- [DATA SHOWN]
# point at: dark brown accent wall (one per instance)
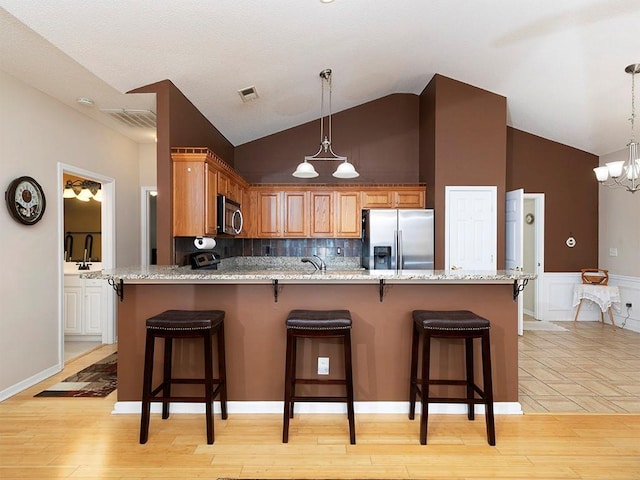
(380, 138)
(464, 128)
(565, 176)
(179, 123)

- [WHAT IS BEING ASKED] Give back all of the records above word for word, leaving out the pictures.

- [TASK ANSWER]
# point at: dark brown accent wall (one per instance)
(380, 138)
(464, 128)
(565, 176)
(179, 123)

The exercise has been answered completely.